Count the lines of the records that contain the string "soil", matching case exactly, and give only the number.

+--

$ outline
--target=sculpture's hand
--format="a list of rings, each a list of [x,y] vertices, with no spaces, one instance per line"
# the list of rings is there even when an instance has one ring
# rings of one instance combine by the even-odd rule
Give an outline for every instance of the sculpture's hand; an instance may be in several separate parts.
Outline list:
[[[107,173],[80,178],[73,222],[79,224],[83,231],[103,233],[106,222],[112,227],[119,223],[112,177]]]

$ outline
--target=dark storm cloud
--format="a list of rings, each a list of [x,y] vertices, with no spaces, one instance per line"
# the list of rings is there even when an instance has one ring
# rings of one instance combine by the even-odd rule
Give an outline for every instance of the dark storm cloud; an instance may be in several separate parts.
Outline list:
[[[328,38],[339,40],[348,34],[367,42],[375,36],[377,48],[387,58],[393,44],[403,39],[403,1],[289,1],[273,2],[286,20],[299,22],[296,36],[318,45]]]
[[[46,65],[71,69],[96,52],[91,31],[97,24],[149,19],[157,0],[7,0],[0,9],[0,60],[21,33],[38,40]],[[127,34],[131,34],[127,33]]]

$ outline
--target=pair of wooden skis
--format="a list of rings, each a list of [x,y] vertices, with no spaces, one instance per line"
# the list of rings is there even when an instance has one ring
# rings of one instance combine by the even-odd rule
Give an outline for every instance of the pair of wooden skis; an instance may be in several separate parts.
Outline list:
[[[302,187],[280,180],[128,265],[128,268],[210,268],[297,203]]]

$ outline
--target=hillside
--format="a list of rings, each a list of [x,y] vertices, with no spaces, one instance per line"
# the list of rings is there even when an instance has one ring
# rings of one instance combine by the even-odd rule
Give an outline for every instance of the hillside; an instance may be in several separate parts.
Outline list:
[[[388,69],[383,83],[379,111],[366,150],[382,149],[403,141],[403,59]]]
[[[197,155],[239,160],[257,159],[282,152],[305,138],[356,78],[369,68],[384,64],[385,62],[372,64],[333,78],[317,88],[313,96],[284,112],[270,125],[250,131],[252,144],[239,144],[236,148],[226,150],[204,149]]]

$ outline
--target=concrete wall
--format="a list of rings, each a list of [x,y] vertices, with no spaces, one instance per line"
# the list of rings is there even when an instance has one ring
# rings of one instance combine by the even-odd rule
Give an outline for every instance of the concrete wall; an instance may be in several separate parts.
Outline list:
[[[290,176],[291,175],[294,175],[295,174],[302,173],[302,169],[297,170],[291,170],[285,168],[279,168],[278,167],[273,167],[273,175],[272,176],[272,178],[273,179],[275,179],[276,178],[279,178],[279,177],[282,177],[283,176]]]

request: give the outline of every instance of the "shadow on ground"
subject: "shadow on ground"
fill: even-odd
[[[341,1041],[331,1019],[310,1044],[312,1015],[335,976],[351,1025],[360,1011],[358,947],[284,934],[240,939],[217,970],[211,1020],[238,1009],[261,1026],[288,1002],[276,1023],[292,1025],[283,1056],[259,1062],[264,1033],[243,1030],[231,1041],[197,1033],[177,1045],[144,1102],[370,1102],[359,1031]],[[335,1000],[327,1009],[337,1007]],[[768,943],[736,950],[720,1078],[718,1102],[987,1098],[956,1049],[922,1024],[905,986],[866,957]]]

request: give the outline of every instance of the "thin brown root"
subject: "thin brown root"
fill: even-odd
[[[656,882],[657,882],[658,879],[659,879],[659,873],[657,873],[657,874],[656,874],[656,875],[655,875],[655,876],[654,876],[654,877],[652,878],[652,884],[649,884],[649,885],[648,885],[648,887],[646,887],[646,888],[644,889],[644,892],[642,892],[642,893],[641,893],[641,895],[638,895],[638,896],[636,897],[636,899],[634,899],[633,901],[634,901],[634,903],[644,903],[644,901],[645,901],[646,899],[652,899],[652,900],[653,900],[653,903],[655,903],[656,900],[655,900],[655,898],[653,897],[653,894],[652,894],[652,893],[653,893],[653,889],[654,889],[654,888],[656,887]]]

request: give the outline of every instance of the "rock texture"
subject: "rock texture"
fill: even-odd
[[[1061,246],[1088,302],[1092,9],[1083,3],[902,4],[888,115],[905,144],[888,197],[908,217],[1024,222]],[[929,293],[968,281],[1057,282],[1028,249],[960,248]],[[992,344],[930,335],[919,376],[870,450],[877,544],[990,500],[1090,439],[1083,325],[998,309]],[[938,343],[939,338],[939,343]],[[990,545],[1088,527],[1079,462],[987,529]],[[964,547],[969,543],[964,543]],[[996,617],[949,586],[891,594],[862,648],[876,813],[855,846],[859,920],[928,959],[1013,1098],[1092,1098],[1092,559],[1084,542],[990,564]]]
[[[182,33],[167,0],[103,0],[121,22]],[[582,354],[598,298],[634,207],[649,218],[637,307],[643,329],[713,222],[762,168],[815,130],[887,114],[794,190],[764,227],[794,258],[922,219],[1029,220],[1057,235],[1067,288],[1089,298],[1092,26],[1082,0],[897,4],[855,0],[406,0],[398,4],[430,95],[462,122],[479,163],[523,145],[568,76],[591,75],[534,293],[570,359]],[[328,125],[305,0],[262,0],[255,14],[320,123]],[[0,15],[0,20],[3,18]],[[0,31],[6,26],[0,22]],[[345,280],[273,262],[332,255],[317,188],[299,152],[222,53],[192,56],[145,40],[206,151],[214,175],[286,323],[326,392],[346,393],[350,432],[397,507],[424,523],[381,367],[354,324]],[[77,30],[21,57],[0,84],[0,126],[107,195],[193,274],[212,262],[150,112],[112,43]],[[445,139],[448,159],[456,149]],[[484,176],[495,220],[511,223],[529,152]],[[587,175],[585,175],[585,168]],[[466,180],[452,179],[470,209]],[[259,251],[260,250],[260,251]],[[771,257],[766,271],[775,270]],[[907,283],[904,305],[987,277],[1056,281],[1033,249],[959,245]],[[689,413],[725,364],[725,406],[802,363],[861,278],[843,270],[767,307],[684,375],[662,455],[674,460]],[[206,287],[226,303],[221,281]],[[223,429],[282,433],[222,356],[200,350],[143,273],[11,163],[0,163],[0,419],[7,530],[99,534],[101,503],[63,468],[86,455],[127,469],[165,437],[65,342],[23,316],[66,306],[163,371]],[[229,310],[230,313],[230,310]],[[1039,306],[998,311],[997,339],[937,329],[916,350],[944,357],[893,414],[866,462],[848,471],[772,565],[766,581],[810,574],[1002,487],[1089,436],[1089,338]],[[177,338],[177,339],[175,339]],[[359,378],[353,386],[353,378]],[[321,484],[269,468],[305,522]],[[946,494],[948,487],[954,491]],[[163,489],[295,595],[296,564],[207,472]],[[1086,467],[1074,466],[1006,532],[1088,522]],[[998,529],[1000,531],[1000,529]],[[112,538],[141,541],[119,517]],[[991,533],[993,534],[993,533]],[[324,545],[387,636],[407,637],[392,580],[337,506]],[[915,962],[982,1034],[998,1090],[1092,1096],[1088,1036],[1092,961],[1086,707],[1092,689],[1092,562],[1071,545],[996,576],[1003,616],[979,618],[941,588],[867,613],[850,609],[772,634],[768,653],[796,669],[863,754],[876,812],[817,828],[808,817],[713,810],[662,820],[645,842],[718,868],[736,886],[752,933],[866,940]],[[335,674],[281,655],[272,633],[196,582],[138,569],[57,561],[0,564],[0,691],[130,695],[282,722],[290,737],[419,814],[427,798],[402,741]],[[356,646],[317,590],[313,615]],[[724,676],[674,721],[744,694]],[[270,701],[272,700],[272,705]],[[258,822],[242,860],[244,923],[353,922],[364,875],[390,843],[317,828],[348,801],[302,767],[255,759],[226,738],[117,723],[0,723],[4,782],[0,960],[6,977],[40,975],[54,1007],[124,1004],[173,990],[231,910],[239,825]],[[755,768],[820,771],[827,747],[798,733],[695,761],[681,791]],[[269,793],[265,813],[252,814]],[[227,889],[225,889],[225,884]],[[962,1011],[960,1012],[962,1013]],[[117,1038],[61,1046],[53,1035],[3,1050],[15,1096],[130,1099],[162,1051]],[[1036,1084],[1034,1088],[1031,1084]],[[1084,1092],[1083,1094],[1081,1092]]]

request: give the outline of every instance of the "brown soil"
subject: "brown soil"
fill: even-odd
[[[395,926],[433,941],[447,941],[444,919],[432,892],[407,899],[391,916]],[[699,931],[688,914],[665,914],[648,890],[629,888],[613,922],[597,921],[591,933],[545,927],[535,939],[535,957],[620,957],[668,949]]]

+--

Task response:
2